■ GIVEN TEXT ■
○ ○ ○ ○
Scientists have developed a new method to make cancer-fighting immune cells, called T cells, work better and longer. The strategy involves giving T cells a short break from fighting cancer, which helps them avoid exhaustion and regain strength.
The research was led by the Chinese Academy of Sciences (CAS) and the University of Science and Technology of China. The findings were published in the journal PNAS.
How It Works
The scientists created a special hydrogel, called a biomimetic physical barrier (BPB), which they inject directly into tumors. This hydrogel turns from a liquid into a semi-solid at body temperature, building a temporary wall between the T cells and the cancer cells.
This break allows a group of young T cells, called progenitor exhausted T cells (Tpex), to gather and recover inside the tumor. These cells are like new recruits—they have not yet become too tired from constantly fighting cancer.
When researchers remove the barrier using near-infrared light, the Tpex cells wake up and transform into stronger, more powerful T cells. These cells are then able to attack the cancer more effectively.
Better Results and Lasting Immunity
The new method led to better cancer control in laboratory tests. In some cases, combining this approach with standard immunotherapy completely cured half of the tumors.
The process also helped the immune system remember the tumor, making it easier to fight off cancer if it comes back later.
A New Approach to Immunotherapy
The researchers call this method “immunological rhythm control.” Instead of pushing T cells to work non-stop, the strategy gives them scheduled pauses to maintain their strength.
“By controlling the timing of the T cell and tumor interaction, we can prevent T cell exhaustion and create a stronger immune response,” said Gong Ningqiang, one of the lead researchers.
Experts believe this new technique could improve existing cancer treatments and be used alongside other therapies. Scientists are now studying ways to apply this method to different types of tumors and patients.
○ ○ ○ ○
■ DATA EXTRACT ■
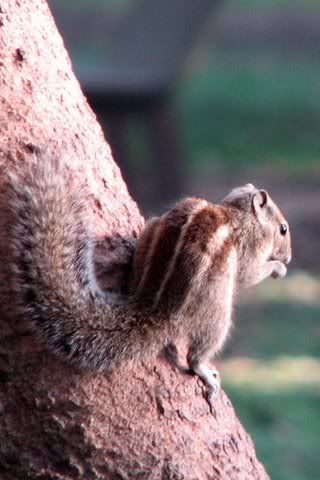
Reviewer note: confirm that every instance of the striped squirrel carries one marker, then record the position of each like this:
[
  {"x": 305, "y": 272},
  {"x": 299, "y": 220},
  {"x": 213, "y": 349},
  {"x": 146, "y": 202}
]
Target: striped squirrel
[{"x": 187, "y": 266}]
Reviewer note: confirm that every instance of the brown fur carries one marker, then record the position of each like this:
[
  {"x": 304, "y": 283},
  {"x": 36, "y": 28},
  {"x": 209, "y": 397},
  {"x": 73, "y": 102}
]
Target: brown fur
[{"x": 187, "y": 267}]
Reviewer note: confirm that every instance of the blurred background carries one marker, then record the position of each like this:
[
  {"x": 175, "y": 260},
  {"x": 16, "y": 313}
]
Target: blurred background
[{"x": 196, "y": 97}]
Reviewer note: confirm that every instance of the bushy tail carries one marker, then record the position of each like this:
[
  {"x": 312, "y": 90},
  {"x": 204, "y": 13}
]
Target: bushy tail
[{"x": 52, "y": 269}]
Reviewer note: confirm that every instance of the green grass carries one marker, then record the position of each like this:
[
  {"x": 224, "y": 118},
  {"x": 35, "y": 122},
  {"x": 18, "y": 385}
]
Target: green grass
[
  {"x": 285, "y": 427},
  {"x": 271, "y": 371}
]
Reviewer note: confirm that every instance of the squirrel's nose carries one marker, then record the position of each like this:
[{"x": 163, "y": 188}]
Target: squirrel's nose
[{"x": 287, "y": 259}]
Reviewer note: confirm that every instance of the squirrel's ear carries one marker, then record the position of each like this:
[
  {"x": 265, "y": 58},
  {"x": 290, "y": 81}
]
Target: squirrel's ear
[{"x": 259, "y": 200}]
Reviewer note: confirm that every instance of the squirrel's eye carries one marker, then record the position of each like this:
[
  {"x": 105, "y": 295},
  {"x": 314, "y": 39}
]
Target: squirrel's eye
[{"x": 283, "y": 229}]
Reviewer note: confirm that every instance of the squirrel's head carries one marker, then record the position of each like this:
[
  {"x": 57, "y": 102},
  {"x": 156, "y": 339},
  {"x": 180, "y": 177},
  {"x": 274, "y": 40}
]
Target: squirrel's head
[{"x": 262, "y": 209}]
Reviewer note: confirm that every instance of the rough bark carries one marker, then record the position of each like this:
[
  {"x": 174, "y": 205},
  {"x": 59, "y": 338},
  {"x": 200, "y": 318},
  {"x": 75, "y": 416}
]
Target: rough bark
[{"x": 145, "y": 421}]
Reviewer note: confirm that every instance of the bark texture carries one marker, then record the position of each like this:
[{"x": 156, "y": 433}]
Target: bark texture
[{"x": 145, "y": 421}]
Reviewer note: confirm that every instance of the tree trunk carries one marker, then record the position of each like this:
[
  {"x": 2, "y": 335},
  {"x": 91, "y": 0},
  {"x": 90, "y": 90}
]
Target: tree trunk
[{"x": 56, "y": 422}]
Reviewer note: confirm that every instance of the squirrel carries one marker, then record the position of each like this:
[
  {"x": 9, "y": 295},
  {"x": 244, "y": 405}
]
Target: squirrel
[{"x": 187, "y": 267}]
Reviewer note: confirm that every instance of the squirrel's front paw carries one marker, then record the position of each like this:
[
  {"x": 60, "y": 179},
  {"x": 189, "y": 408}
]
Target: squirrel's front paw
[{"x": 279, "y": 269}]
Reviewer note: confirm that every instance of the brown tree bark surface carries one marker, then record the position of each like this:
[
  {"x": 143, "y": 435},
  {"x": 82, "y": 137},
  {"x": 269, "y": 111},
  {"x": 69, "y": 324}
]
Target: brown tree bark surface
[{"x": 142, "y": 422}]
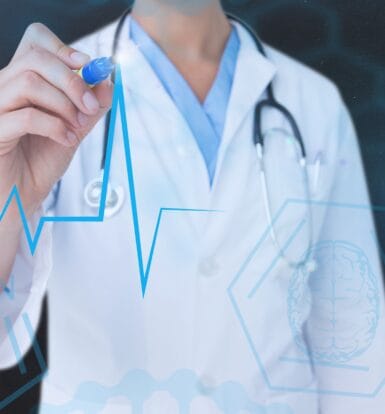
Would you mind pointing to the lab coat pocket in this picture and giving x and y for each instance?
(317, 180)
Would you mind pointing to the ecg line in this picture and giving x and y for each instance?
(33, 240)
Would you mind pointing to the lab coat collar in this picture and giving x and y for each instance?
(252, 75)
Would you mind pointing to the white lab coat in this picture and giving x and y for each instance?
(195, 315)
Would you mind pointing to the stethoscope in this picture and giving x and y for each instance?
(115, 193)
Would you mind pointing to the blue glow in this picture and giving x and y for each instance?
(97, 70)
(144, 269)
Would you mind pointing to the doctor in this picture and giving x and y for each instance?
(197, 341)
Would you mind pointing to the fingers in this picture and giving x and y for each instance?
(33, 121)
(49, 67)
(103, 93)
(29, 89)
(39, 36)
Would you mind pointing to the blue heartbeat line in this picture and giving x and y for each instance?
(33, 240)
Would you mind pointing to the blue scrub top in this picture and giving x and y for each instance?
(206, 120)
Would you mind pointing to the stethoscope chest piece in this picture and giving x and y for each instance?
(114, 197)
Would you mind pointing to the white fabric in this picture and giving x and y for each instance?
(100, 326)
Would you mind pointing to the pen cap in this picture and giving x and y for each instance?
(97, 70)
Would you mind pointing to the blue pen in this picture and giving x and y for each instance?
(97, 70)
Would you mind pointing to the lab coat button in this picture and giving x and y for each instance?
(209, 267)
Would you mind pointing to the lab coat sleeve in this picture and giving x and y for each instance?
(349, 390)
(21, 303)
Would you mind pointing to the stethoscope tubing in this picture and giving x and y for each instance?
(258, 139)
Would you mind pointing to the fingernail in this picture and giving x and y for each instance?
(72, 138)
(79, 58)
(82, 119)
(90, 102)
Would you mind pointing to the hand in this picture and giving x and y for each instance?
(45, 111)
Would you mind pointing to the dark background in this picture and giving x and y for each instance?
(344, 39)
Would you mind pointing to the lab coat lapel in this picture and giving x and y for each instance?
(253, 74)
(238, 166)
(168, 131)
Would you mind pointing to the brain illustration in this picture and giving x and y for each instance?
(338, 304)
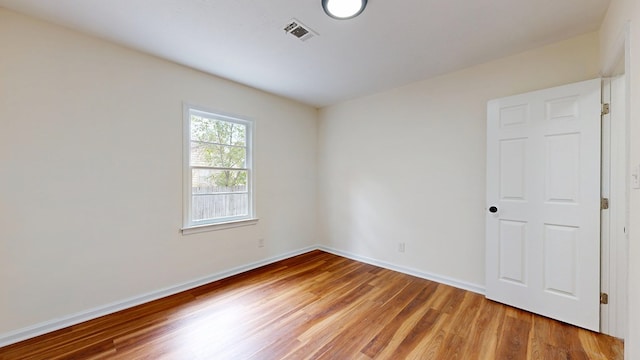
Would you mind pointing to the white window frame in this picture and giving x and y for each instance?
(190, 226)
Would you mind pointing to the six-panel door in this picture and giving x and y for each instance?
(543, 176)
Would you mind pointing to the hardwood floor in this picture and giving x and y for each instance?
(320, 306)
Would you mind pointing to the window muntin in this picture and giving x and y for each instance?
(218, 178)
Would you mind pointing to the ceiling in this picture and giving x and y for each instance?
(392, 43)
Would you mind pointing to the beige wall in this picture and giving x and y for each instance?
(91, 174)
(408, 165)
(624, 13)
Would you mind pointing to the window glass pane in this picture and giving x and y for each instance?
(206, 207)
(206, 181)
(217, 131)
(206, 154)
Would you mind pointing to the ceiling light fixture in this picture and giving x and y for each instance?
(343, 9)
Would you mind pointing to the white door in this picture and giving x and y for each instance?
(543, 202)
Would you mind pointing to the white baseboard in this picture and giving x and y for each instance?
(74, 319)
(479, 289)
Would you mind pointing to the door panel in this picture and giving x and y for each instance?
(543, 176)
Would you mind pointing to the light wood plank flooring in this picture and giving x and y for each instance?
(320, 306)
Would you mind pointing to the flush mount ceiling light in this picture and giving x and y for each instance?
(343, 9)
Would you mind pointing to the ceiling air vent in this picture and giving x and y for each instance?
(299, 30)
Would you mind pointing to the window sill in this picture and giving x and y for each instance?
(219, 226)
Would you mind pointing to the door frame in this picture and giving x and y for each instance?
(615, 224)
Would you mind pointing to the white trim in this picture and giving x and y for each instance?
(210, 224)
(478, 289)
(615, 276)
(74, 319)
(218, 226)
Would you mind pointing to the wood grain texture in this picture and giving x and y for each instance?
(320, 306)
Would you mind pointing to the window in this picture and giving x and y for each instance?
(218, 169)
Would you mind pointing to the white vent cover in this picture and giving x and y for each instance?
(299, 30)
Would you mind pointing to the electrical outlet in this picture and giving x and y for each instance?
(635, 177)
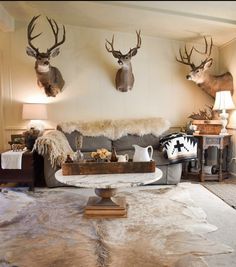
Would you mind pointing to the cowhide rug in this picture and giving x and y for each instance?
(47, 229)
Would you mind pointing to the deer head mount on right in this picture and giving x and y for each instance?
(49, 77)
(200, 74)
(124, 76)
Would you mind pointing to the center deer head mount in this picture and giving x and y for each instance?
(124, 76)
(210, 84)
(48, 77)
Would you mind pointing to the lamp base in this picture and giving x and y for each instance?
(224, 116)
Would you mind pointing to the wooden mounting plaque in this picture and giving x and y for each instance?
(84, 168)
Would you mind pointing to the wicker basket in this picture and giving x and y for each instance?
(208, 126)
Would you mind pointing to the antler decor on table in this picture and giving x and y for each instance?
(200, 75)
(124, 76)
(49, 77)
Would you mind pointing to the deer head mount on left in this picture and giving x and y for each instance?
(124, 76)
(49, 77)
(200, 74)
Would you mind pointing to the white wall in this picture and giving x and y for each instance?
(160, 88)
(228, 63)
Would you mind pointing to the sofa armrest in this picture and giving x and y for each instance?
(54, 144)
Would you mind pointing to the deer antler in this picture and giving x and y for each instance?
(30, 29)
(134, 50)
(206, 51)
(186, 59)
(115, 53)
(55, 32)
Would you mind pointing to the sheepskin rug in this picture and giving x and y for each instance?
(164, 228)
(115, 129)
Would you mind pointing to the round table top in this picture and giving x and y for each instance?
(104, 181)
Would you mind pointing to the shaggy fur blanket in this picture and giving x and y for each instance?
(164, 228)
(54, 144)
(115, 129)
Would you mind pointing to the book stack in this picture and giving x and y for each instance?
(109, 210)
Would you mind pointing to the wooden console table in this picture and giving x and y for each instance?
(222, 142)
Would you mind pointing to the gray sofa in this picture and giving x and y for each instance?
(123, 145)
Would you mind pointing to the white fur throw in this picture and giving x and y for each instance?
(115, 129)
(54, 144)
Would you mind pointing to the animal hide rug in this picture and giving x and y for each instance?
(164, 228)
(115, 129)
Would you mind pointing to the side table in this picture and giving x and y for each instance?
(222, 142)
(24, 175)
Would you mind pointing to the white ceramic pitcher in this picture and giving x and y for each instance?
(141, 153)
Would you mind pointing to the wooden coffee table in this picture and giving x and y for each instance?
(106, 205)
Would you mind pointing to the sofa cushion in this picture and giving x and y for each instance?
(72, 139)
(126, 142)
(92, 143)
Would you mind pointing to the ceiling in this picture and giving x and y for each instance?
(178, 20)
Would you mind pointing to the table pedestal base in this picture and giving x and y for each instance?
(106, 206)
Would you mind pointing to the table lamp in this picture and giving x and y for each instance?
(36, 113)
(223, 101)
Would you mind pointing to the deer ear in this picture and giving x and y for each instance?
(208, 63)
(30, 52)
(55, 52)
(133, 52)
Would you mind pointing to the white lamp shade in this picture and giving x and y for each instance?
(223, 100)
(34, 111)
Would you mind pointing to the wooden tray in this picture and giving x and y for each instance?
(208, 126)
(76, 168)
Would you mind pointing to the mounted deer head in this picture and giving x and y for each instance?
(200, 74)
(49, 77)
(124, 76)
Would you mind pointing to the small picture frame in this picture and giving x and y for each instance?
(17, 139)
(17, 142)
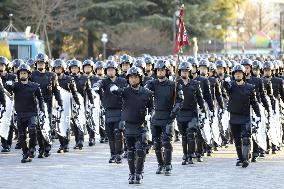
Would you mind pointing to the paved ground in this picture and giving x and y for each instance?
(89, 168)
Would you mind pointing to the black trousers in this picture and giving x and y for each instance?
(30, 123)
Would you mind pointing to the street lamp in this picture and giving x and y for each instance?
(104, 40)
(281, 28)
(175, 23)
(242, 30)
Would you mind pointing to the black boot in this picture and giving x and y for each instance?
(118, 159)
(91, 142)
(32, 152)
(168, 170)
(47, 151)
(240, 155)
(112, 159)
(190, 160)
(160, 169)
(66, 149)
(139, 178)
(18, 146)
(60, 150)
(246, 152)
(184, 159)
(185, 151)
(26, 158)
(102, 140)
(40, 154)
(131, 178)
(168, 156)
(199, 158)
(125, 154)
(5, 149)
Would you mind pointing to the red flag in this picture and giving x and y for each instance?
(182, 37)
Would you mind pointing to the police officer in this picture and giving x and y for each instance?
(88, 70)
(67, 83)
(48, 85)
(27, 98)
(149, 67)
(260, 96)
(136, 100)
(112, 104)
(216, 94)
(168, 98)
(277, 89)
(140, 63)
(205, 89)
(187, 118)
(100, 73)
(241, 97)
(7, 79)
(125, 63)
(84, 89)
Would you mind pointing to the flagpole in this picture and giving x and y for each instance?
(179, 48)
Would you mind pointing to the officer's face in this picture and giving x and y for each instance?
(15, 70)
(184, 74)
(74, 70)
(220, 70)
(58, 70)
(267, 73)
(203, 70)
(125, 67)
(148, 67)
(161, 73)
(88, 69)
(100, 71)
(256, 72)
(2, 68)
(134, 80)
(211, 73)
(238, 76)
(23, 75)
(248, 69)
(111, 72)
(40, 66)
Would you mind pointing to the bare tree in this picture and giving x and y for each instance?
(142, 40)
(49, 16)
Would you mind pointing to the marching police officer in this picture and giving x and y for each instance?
○ ○ ○ ○
■ TASKS TO PERFORM ■
(1) Reproduce the passage of the T cell article that runs from "Scientists have developed" up to and including "and regain strength.".
(2) Translate this sentence from the T cell article into Spanish: "The process also helped the immune system remember the tumor, making it easier to fight off cancer if it comes back later."

■ WRITTEN ANSWERS ■
(1)
Scientists have developed a new method to make cancer-fighting immune cells, called T cells, work better and longer. The strategy involves giving T cells a short break from fighting cancer, which helps them avoid exhaustion and regain strength.

(2) El proceso también ayudó al sistema inmunitario a recordar el tumor, lo que facilita combatir el cáncer si reaparece más adelante.